→ **Task requirements**: What follows is a listing; restate every line of it word for word.

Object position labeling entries
※
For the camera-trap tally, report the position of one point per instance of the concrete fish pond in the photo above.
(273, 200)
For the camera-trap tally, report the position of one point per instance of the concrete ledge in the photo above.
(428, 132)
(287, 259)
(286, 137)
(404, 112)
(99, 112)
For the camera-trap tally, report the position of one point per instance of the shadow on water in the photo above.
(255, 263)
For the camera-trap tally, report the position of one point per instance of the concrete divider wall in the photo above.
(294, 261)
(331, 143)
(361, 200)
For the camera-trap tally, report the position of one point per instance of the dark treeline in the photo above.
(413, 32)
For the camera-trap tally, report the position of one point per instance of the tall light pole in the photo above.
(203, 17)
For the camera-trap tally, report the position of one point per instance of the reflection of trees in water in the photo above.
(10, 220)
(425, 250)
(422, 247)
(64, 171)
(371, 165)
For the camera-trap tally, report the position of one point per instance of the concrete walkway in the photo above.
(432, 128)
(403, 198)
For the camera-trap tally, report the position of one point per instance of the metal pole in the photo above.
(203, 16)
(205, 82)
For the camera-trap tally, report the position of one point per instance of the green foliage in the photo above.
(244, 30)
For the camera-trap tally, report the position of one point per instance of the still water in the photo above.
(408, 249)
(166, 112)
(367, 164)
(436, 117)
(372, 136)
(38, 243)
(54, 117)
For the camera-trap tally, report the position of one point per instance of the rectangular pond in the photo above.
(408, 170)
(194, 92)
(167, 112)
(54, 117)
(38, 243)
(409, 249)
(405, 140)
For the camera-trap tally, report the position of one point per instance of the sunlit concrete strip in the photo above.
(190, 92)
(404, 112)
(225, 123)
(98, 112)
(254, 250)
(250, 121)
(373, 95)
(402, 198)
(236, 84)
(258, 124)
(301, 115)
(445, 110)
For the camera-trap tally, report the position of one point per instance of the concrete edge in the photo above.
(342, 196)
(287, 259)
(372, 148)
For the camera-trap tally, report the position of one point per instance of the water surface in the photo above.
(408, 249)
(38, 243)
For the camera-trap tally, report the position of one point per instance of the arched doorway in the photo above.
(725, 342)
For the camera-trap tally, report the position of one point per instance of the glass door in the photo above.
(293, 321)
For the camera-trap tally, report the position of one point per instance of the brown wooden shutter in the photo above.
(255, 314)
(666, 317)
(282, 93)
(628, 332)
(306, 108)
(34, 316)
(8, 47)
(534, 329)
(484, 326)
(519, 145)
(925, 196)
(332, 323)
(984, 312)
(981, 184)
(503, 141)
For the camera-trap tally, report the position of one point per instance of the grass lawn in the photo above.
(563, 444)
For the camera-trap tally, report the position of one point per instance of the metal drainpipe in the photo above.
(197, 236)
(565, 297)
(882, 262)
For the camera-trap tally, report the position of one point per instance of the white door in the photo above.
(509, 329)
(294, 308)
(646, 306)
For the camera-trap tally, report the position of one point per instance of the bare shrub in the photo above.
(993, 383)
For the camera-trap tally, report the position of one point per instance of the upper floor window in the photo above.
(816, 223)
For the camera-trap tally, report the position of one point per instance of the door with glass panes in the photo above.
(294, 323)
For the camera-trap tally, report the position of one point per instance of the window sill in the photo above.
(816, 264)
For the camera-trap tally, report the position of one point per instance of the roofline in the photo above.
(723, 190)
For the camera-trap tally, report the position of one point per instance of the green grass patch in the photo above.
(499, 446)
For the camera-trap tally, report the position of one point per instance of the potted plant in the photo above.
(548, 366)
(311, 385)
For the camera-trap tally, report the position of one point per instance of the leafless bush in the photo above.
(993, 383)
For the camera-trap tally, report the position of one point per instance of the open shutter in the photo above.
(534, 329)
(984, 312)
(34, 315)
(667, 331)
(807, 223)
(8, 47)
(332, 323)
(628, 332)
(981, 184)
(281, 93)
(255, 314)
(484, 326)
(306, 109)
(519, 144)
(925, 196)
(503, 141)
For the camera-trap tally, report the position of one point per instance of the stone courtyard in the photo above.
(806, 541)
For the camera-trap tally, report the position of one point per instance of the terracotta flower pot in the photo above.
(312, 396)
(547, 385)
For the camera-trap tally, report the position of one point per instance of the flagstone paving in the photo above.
※
→ **Worked solution**:
For the camera-trap tally, report the position of one point per instance of the concrete fish pond in the photo above.
(273, 200)
For the camera-trap tally, report the position of one point per instance of the concrete ledge in the photo above.
(428, 132)
(287, 259)
(286, 137)
(404, 112)
(99, 112)
For the camera-trap tally, report the position of one point per instance of the shadow on water in the photo above.
(255, 263)
For the camera-trap tally, report the position of one point per instance of the concrete divider wall in the photo above.
(294, 261)
(331, 143)
(361, 200)
For the camera-trap tally, report the position of one point per instance of the dark treeline in the photo above.
(413, 32)
For the camera-trap tally, report the position of one point per instance of the tall light pole in the photo above.
(203, 17)
For the camera-trap tally, report the position of one point per instance of the reflection of trees in water in the photo above.
(10, 220)
(425, 250)
(422, 247)
(64, 171)
(371, 165)
For the camera-trap tally, report the position of one point per instance of the concrete walkway in the photo above.
(432, 128)
(403, 198)
For the camera-trap tally, report the position of one point per instance of the metal pole in the photo above.
(203, 16)
(205, 82)
For the camera-trap tally, report the position of one point per instance of the green foliage in the photo above.
(244, 30)
For the camera-trap tally, report the position of one point per instance of the still water in the photo above.
(408, 249)
(166, 112)
(367, 164)
(436, 117)
(372, 136)
(38, 243)
(54, 117)
For the camera-trap tally, report the position of one point per instance of the rectangular pond in the photo above.
(408, 170)
(194, 92)
(167, 112)
(54, 117)
(38, 243)
(409, 249)
(405, 140)
For the camera-trap tally, report the position of one point per instance of the sunlit concrete strip in the photo above.
(190, 92)
(404, 112)
(225, 123)
(98, 112)
(254, 250)
(250, 121)
(373, 95)
(402, 198)
(236, 84)
(258, 124)
(301, 115)
(445, 110)
For the camera-trap tally, report the position of one point per instance of the concrete edge in the photo above.
(342, 196)
(287, 259)
(372, 148)
For the camera-trap tally, report the position of one point per instance of the water surface in the photo above.
(408, 249)
(38, 243)
For the camera-trap tally, report the position of one point per instance of the arched doorway in the photo above.
(725, 342)
For the camera-trap tally, report the position of one point per instance of the glass door in the photo above.
(293, 321)
For the camera-trap tally, report the position of one point per instance of the brown wooden shutter in the photo above.
(255, 314)
(666, 317)
(282, 93)
(628, 332)
(306, 108)
(34, 316)
(8, 47)
(534, 329)
(484, 326)
(519, 145)
(925, 196)
(332, 323)
(984, 312)
(981, 184)
(503, 141)
For the camera-trap tally, report the position of one point per instance of the grass lawn in the photo above.
(563, 444)
For the camera-trap tally, report the position of one point per instance of the metal drainpipe in the photo above.
(197, 236)
(565, 297)
(882, 262)
For the camera-trap tally, report the position of one point per instance of the white door in the photo above.
(509, 329)
(294, 308)
(646, 306)
For the camera-trap tally, report the position of one point per instance of the bare shrub in the photo above.
(993, 383)
For the camera-trap tally, report the position of one point per instance of the upper floor window in the photo above.
(816, 223)
For the camera-trap tally, report the position of one point per instance of the door with glass panes in the photo above.
(294, 323)
For the camera-trap tally, report the position of one point per instance of the window sill in the photo above.
(816, 264)
For the camera-trap tally, report the position of one point per instance of the roofline in the photo above.
(723, 190)
For the camera-trap tally, report the position of one point per instance of the green grass patch in the photo above.
(499, 446)
For the camera-trap tally, report the position of one point per instance of the potted plant in the photo above.
(548, 366)
(311, 385)
For the camera-trap tally, report the position of one point per instance of the leafless bush in the photo above.
(993, 383)
For the camera-trap tally, report the position of one point per instance of the open shutter in the photo above.
(534, 329)
(984, 312)
(34, 315)
(667, 331)
(807, 223)
(8, 47)
(332, 323)
(628, 332)
(981, 184)
(281, 93)
(255, 314)
(484, 326)
(306, 109)
(519, 144)
(925, 196)
(503, 141)
For the camera-trap tally, report the position of one point per instance of the stone courtyard in the photo above.
(806, 541)
For the camera-trap tally, report the position of one point per instance of the terracotta flower pot in the photo above.
(312, 396)
(547, 385)
For the camera-trap tally, report the position of one point per instance of the flagstone paving in the photo above.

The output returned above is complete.